## Problem description
Copy the data that appears below exactly. Drop the pictures.

## Collection entries
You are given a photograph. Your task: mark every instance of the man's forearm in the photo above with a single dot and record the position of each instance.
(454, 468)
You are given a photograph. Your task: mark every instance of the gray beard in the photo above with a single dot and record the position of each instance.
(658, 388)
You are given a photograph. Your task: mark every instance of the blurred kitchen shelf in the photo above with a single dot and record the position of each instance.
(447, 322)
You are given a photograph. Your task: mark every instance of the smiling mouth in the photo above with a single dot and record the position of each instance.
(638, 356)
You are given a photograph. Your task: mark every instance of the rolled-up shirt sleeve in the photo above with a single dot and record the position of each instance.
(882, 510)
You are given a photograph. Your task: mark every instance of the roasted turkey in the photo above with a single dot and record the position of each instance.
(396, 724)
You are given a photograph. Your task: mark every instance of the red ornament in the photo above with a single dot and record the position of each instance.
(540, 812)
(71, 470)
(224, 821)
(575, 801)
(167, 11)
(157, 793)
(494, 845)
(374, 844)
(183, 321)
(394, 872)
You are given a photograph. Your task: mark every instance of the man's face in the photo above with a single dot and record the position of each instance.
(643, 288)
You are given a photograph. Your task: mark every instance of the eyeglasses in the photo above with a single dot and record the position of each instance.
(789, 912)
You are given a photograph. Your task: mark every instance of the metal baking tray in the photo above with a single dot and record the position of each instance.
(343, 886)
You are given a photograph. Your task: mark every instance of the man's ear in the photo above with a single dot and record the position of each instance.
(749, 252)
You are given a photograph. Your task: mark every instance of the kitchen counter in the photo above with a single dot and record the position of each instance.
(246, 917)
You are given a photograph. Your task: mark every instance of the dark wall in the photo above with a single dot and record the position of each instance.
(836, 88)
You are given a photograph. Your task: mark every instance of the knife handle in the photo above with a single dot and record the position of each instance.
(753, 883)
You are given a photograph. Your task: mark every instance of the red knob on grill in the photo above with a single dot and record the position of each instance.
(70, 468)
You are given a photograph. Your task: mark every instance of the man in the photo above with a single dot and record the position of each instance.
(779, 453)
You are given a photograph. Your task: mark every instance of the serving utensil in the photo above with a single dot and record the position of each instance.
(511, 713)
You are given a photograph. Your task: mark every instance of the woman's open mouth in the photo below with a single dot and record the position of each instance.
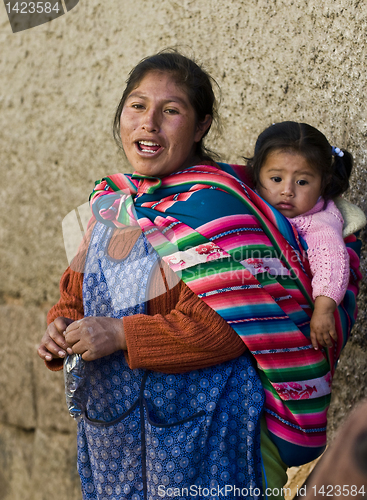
(285, 206)
(148, 146)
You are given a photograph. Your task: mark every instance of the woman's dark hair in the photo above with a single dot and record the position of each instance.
(306, 140)
(195, 81)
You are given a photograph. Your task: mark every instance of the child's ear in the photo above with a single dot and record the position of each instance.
(202, 127)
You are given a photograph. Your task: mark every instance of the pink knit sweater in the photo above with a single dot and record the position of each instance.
(327, 254)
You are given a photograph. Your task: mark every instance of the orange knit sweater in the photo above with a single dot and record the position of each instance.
(179, 332)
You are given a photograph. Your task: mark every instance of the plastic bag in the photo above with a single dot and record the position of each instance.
(76, 391)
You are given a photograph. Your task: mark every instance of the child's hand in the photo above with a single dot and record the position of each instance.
(323, 323)
(53, 343)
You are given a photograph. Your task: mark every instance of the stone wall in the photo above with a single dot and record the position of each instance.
(59, 85)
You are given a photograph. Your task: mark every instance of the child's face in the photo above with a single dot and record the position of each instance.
(288, 183)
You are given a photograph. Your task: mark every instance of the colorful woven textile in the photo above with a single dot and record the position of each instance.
(243, 258)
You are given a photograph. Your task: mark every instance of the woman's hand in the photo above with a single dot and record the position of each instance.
(323, 323)
(95, 337)
(53, 343)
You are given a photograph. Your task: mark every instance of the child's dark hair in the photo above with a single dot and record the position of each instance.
(196, 82)
(334, 165)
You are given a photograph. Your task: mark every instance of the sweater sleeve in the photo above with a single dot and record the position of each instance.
(188, 336)
(179, 333)
(327, 253)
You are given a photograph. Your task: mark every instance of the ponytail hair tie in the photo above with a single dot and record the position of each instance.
(337, 152)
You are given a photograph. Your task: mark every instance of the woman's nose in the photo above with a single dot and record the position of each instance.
(150, 121)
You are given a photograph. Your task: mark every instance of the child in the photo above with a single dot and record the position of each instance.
(297, 171)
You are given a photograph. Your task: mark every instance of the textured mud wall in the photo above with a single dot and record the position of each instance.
(59, 86)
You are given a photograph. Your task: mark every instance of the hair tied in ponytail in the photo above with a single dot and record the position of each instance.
(337, 151)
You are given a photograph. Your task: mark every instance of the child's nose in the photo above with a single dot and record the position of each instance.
(288, 189)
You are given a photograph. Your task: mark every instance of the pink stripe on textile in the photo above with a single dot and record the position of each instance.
(305, 420)
(295, 436)
(226, 279)
(227, 224)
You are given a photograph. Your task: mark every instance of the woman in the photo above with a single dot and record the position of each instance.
(146, 434)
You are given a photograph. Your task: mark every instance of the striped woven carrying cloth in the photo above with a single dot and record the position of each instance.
(244, 259)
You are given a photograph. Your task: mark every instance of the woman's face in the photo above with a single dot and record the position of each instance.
(158, 125)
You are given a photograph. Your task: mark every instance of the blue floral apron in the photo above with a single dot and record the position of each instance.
(148, 435)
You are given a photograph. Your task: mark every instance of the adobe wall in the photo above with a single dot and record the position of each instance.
(59, 85)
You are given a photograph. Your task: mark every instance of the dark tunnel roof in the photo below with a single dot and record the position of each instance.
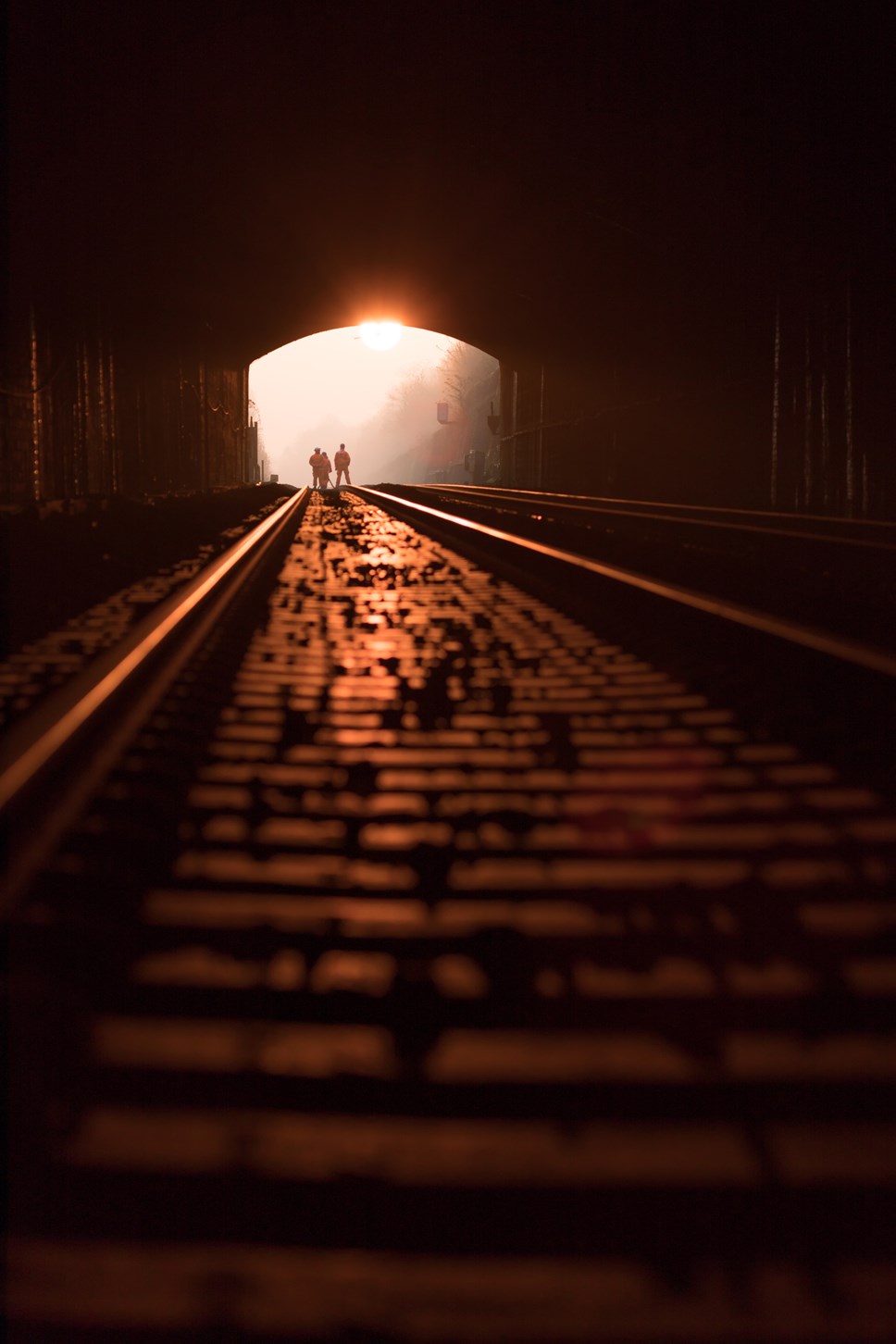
(238, 175)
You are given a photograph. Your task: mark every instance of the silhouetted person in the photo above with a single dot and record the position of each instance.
(316, 463)
(342, 463)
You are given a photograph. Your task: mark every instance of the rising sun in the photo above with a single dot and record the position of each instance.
(380, 335)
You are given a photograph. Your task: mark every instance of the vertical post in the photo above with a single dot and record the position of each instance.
(539, 446)
(776, 406)
(36, 418)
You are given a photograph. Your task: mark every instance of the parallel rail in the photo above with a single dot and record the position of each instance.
(77, 733)
(470, 972)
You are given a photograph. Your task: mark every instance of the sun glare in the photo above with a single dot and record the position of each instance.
(380, 335)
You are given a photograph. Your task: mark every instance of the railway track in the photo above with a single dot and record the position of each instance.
(435, 960)
(839, 574)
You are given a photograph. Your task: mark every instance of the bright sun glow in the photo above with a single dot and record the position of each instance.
(380, 335)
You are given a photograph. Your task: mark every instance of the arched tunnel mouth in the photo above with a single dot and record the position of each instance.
(408, 404)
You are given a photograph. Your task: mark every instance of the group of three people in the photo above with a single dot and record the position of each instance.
(320, 466)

## Exercise output
You are given a photograph. Your task: mark every instance of the man's forearm in the photo above with a single dot and record the position of each instance.
(454, 468)
You are given a photograph. Your task: mark every instance of the gray beard in the photo above with a single dot and record the position of each instance.
(658, 388)
You are given a photograph. Your task: mark every instance of the blurred kitchen shelf in the photo above with a single dot and record the position of each instance.
(447, 322)
You are given a photograph. Your task: mark every instance of the smiling mouth in the photo above with a single dot and record the position of each instance.
(638, 356)
You are given a photograph. Your task: mark every instance of the rolled-up shirt sleeve in the photo above with a single dot and record the position of each instance.
(882, 510)
You are given a photograph. Your task: mark every instance of the roasted turkey in the photo above with a single dot and record the position of each instance.
(396, 724)
You are given a photograph. Your task: mark every instance of the red ornament in the photo above with a single dot and record the position of each instance.
(540, 812)
(71, 470)
(224, 821)
(575, 801)
(167, 11)
(157, 793)
(494, 845)
(374, 844)
(183, 321)
(394, 872)
You are given a photograph. Your task: mark every instance of the man's face in the photo above with a single dot and record the position of each instance.
(643, 288)
You are given a photograph. Your task: mark every instance of the eyeglasses in the photo above with a single dot and record the position of each instance.
(789, 912)
You are given a photograph. Your task: mark every instance of the metal baking tray in the photo above with a single dot and record the position of each instance.
(343, 886)
You are given a photograph. Your task: mark every instance of the man's ear in the photo above with a single dot and record the position of each instance.
(749, 252)
You are given a photograph. Your task: mark every instance of the kitchen counter in the photo above with a single dot and record the position of each instance.
(246, 917)
You are given a photograph. Your task: mark every instance of the dark wall in the photo above with a single dot and record the position of each instance.
(836, 88)
You are given a photograph. Your task: mark every instance of the knife handle in the photo above with a single dot and record the position of each instance.
(753, 883)
You are given a photograph. Your task: mark every instance of the red knob on grill in the photo above with a single dot and record the position of each instance.
(70, 468)
You are given a photograph. Your task: mark every instance of the man in the photo above with a single dot and record the position of each instance.
(779, 453)
You are given a photograph. Your task: mark every instance of the serving utensil in the photo above with a single dot and record the position of each instance.
(511, 713)
You are given a photograph. Your task: mark every instance of the woman's open mouth in the photo below with a single dot and record the position of each instance.
(285, 206)
(148, 146)
You are given a photograph. Your task: mark every instance of the woman's dark hair in the photo above with a single dot and record the position of each instance.
(306, 140)
(195, 81)
You are given a photograph. Your task: mark every instance of the child's ear in the photo above with a single dot and record the position of each instance.
(202, 127)
You are given a photograph. Your task: mark every instance of the pink knit sweater in the photo above with a single dot and record the position of each instance.
(327, 254)
You are given a photograph. Your task: mark every instance of the orange knit sweater in the photo above with a single dot and record the position of each instance.
(179, 332)
You are given a photograph. Your task: mark every instance of the plastic bag in the photo above with a single dot and record the position of each instance.
(76, 391)
You are given a photograph. Your task: mark every instance of the child's hand in the photo above with a single dot and record the position of each instance.
(323, 323)
(53, 343)
You are given a photograph. Your task: mark every instance of the stone wall in the photo above with a single dot and record the position of each instance.
(59, 85)
You are given a photograph. Your task: mark every instance of the child's face in the photo above with a single dot and record the position of each instance.
(288, 183)
You are given a photograph. Your task: mark every instance of the colorful woven textile in the photo above with a single dot and record the position of each instance.
(243, 258)
You are given a photograph. Your task: mark every instance of the woman's hand in the photo above with a single dot and record the position of each instance.
(323, 323)
(95, 337)
(53, 343)
You are given a photograph. Your task: mark every instance of the child's dark hair in the photo above with a single dot and record the position of each instance.
(196, 82)
(334, 165)
You are given a photograph. Your task: mark every instance of the sweater sleeve in the photo above with a single dot and record the position of each instance.
(188, 336)
(179, 333)
(327, 253)
You are given a photograph. Your task: mark every instance of the ponytail hair tie in the photo above with a single dot and record the position of each instance.
(337, 152)
You are given a photograph. Your task: mark every instance of the woman's nose in the photo above with a single dot and record the position of each instance.
(150, 121)
You are given a photograph. Your task: mark every instance of the child in the photo above with a single dot and record the position of each instance.
(297, 171)
You are given a photograph. Your task: mark every instance of the textured mud wall in the photo above with a single dot and record the position of each instance.
(59, 86)
You are given a photograph. Your task: mark every instance of the hair tied in ponytail in the photo above with a single dot and record the position of each instance.
(337, 151)
You are given a photograph. Your task: mark every instance of the child's nose in the photo above with a single dot and record the position of each instance.
(288, 189)
You are given a photograph. Your task: mark every instance of the pink stripe on textile in the photo above with a single dot and record the position of each instance.
(305, 420)
(295, 436)
(226, 279)
(227, 224)
You are given a photograph. Your task: mark every instance of the woman in the photo above with a single dot and record the position of each instance.
(146, 434)
You are given a photograph. Your task: mark every instance of the striped woven carrying cloth in the photo above with a single dot and record the position of each instance.
(244, 259)
You are given a photograph. Your task: mark every instance of the woman's face in the photo above with a single dot and record the position of each instance.
(158, 125)
You are given a photograph. Your task: mark every instance of the blue floral apron in the photo above with a single dot and record the position of each instance.
(148, 435)
You are given a photograph. Your task: mark every instance of the adobe wall in the photo above with a single dot and record the position of each instance.
(59, 85)
You are given a photograph. Your task: mark every instance of the dark tunnel roof in the photo below with a single dot and record the position of each instance.
(238, 175)
You are given a photograph. Your task: mark every instance of the silhouetted person in the photo above with a single dot and record the position of each instance.
(316, 463)
(342, 463)
You are given a photograph. Your task: mark every instance of the rising sun in the photo above with a single dot and record the position of each instance.
(380, 335)
You are given a photograph. Your task: mark every instance of the vertical post in the photo above with a single dot and record the position of each instance.
(539, 446)
(776, 406)
(36, 418)
You are given a photograph. Your task: mark every instance of the parallel rail in the photo above with a single dot and record the position of each instance.
(77, 733)
(470, 972)
You are given a photograph. Your task: mark every instance of the sun glare in the photo above with a single dot and record the position of each instance.
(380, 335)
You are given a photograph. Your task: mark every instance of the railway track in the photo above with a single dot and record the position of each instance.
(435, 960)
(839, 574)
You are given a photograph. Your task: mark every instance of the bright sun glow in the photo above with a single dot and record the position of each instance.
(380, 335)
You are given a photograph. Your task: mark every instance of the arched tunnel mouth in the photo above with a single dot and record the position of each instance.
(408, 404)
You are given a photograph. Your task: mark every instance of the group of three people in the photo above with a single dot and record the position of each instance.
(320, 466)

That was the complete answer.